Text to read >>
- - - - -

Averill completed his Ph.D. in physiological psychology at the University of California, Los Angeles (UCLA) in 1966.

== Career ==

=== Early career ===
After his doctorate, Averill worked as a research psychologist at University of California, Berkeley from 1966 to 1971 under Richard Lazarus, focusing on stress and coping mechanisms.

=== University of Massachusetts Amherst ===
In 1971, Averill joined the University of Massachusetts Amherst as an associate professor of psychology, became full professor in 1976, and remained until his retirement in 2006. He was a founding member of the Department of Psychological and Brain Sciences.

== Research and contributions ==

=== Social constructivist theory of emotion ===
Averill is recognized as a founder of the social constructivist approach to emotion research. His 1980 chapter "A Constructivist View of Emotion" proposed that emotions function as transitional social roles rather than solely physiological responses.

=== Research areas ===
Averill's work covered anger and aggression, grief and bereavement, hope and optimism, emotional creativity, solitude and its benefits, and aesthetic experiences. His 1982 book Anger and Aggression: An Essay on Emotion is seminal in emotion research, with over 3,900 citations.

== Professional recognition ==
Averill served as president of American Psychological Association Division 24 in 1997–1998 and was a fellow of APA Divisions 1, 8, and 24, and a founding fellow of the Association for Psychological Science.

He published over 130 scholarly works, advancing emotion research in social psychology and personality psychology.

- - - - -

Stated exercise >> Write what comes next in the Averill biography, picking up after its final sentence. The entries that come next are from a separate, unrelated source.

[Annotated coordinate entries]

- - - - -

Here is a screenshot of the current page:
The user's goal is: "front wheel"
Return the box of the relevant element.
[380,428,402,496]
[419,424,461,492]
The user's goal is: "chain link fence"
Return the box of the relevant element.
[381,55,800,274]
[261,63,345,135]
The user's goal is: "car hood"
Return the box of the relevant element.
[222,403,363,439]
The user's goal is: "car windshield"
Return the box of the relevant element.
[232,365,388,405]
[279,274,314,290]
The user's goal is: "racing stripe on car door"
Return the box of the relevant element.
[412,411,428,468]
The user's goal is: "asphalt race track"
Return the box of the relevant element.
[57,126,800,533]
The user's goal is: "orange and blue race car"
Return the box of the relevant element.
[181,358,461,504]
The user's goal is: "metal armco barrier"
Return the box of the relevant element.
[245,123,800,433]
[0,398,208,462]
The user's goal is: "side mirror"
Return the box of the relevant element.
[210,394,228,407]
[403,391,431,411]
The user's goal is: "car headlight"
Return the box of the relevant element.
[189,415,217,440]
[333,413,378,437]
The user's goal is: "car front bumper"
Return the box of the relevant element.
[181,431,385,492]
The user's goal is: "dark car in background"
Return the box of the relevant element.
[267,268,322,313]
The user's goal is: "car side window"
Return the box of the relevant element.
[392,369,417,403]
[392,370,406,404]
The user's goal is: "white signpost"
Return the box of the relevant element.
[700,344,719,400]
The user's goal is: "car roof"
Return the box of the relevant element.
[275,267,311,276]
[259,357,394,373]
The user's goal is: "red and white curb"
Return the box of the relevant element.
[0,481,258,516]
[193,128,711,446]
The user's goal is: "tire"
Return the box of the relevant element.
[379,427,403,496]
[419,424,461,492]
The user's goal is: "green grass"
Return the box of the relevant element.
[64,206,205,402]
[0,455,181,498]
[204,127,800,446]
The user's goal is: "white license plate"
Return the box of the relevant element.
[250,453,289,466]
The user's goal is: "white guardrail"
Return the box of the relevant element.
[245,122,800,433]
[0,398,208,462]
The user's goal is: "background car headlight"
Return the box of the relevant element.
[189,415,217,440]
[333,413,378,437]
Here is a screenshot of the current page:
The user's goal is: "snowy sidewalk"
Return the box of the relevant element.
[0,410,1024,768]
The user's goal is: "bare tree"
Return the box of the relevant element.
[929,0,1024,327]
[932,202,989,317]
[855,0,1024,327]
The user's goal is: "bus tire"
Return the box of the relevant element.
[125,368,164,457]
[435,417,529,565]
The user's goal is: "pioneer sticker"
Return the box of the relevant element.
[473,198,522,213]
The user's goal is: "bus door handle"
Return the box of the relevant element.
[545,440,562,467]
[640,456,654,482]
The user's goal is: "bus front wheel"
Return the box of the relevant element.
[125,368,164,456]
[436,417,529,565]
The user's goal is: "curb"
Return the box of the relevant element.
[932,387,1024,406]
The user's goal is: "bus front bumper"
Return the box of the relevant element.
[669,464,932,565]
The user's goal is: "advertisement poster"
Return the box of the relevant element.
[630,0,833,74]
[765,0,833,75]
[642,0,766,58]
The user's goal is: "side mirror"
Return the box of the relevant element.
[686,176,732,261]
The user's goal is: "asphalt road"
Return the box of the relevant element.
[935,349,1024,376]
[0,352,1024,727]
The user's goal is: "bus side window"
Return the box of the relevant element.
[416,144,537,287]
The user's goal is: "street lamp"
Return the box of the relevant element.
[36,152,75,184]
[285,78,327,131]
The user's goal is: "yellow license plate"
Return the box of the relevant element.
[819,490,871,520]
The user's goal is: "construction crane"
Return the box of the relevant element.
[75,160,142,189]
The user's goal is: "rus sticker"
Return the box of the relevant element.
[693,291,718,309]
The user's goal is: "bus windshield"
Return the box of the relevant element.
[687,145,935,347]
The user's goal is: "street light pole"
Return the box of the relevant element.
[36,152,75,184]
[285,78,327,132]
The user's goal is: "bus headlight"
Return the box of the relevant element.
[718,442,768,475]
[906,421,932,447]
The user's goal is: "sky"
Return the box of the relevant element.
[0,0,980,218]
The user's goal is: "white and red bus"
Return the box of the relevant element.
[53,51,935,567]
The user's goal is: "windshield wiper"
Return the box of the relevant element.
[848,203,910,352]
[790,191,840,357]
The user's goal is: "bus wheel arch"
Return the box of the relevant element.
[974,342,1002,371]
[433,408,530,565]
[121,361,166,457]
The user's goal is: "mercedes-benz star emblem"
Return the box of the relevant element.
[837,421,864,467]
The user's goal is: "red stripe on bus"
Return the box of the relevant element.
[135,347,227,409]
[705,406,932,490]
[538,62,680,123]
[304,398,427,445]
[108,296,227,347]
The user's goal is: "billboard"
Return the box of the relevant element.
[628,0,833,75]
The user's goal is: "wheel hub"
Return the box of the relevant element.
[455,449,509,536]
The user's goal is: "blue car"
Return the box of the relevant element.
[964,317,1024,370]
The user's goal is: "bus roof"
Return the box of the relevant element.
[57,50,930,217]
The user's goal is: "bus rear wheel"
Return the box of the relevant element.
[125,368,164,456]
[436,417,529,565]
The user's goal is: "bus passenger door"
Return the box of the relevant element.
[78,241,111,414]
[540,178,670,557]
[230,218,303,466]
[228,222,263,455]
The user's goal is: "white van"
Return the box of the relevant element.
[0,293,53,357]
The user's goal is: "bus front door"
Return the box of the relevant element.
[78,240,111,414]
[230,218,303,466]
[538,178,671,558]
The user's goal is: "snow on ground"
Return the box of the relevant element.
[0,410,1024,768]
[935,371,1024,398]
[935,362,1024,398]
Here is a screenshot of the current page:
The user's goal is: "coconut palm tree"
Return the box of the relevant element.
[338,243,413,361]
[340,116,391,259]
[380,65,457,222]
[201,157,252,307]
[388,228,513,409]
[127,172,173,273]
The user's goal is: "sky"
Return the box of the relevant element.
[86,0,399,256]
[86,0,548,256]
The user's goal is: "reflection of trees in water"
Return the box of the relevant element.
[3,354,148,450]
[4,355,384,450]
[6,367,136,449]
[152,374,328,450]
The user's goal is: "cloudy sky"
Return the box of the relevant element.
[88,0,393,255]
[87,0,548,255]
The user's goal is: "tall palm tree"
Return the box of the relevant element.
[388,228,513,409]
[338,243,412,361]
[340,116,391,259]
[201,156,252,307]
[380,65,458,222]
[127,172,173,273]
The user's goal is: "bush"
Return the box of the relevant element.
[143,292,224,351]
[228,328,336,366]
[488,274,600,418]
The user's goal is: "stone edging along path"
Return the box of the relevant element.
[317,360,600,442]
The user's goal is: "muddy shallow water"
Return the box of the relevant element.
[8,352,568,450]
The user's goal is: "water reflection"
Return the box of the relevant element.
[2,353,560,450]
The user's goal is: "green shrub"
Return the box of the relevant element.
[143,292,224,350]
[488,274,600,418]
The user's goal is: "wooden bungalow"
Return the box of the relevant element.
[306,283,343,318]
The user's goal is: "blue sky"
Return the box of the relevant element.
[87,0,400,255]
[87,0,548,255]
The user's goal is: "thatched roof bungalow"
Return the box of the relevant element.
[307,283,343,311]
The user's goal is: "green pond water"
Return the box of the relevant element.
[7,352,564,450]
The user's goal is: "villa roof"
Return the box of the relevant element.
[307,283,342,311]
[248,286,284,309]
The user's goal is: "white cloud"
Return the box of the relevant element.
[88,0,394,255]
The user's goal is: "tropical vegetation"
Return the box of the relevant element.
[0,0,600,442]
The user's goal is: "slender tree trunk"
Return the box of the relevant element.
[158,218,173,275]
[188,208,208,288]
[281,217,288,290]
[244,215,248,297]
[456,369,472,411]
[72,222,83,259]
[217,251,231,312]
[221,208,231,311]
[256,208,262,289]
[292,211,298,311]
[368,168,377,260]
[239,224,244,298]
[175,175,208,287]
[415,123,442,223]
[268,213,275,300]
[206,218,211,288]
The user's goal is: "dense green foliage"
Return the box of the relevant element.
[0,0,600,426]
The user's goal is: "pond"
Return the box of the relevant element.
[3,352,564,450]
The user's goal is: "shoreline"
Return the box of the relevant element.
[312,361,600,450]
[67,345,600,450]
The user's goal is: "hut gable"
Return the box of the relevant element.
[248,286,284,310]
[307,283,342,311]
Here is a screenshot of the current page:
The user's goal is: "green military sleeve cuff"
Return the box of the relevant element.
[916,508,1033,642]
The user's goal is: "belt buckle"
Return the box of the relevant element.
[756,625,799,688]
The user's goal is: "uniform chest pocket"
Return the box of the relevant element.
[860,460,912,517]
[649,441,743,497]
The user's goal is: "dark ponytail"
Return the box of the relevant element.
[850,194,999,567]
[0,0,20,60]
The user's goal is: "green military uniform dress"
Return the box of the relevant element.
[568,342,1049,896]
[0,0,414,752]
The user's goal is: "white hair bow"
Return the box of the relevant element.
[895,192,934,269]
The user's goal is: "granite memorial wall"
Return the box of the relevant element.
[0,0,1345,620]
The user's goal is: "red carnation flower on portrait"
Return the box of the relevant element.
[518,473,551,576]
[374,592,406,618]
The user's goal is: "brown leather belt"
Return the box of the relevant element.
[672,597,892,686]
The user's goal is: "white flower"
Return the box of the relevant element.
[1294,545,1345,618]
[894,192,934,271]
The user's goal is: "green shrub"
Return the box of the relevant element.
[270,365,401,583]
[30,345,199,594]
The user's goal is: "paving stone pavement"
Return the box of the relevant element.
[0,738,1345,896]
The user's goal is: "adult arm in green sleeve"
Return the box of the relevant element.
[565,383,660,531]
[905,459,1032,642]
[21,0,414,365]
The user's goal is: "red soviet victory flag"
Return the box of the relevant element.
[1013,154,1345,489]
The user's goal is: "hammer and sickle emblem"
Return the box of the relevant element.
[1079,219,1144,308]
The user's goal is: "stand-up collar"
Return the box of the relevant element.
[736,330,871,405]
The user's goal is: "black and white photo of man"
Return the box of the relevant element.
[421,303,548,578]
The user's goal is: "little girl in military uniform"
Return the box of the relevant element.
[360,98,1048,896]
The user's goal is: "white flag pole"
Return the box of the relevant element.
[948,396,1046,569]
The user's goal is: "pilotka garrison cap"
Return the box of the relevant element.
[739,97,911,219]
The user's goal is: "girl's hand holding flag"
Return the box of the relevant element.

- - - - -

The output >>
== Personal life ==
Averill married Judith Wittenberger on June 9, 1962; they had two daughters. Judith died in June 2023. In retirement, he participated in the Five College Learning in Retirement program and traveled extensively.

== Death ==
Averill died on August 19, 2024, in Northampton, Massachusetts, at 88.

== Selected publications ==

=== Books ===
- Anger and Aggression: An Essay on Emotion (1982, reprinted 2012). Springer. ISBN 978-1-4613-8167-9
- Rules of Hope (1990). Springer. ISBN 978-1-4613-8171-6
- Voyages of the Heart: Living an Emotionally Creative Life (1992). Free Press. ISBN 978-0-02-901485-1

=== Articles ===
- Averill, J. R. (1973). "Personal control over aversive stimuli and its relationship to stress." Psychological Bulletin, 80(4), 286–303.
- Averill, J. R. (1983). "Studies on anger and aggression: Implications for theories of emotion." American Psychologist, 38(11), 1145–1160.
- Averill, J. R. (1999). "Individual differences in emotional creativity: Structure and correlates." Journal of Personality, 67(2), 331–371.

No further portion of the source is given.